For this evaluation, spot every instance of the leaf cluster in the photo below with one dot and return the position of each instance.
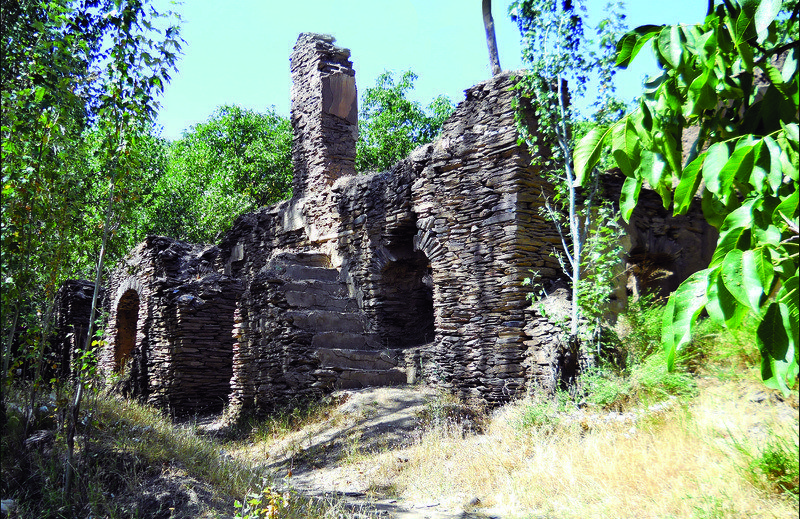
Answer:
(391, 125)
(236, 161)
(735, 81)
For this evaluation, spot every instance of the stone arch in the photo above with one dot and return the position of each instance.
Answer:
(127, 305)
(405, 309)
(126, 327)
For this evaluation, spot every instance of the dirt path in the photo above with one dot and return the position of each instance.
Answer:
(326, 459)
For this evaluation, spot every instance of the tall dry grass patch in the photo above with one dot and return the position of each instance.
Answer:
(681, 462)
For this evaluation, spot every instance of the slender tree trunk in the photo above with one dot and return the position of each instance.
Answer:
(76, 404)
(574, 220)
(491, 40)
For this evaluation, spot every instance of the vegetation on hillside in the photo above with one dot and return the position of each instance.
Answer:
(735, 79)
_ _ _
# [Brief]
Can you render every line of the listing above as a JSON list of strings, one string per line, with blank lines omitted and the pictures left out?

# [Solved problem]
[
  "For this evaluation, spot every instance of the leaf cluster in the photo below with one dot and return the position of each instance.",
  "Answer:",
  "(391, 125)",
  "(236, 161)",
  "(735, 81)",
  "For this evaluation, spot every instance of the stone arch in the photo above with one dot and return the position of each instance.",
  "Answer:",
  "(127, 305)",
  "(405, 309)",
  "(126, 327)",
  "For this evaluation, spot every instance of the dirt path in the photo above with one dot and return the position of each instance.",
  "Answer:",
  "(326, 459)",
  "For this evaluation, spot every instance of the tall dry grass patch in the photo above with one dot and return the position of each instance.",
  "Answer:",
  "(681, 462)",
  "For this evaluation, spot every instance of the slender tree trunk in the photo above with one dot and return the position of each instance.",
  "Answer:",
  "(76, 404)",
  "(574, 220)",
  "(491, 40)",
  "For this evaluation, spot every instance of the vegetation on hillside in the photo above with one dot and return the position of each instance.",
  "Answer:",
  "(735, 79)"
]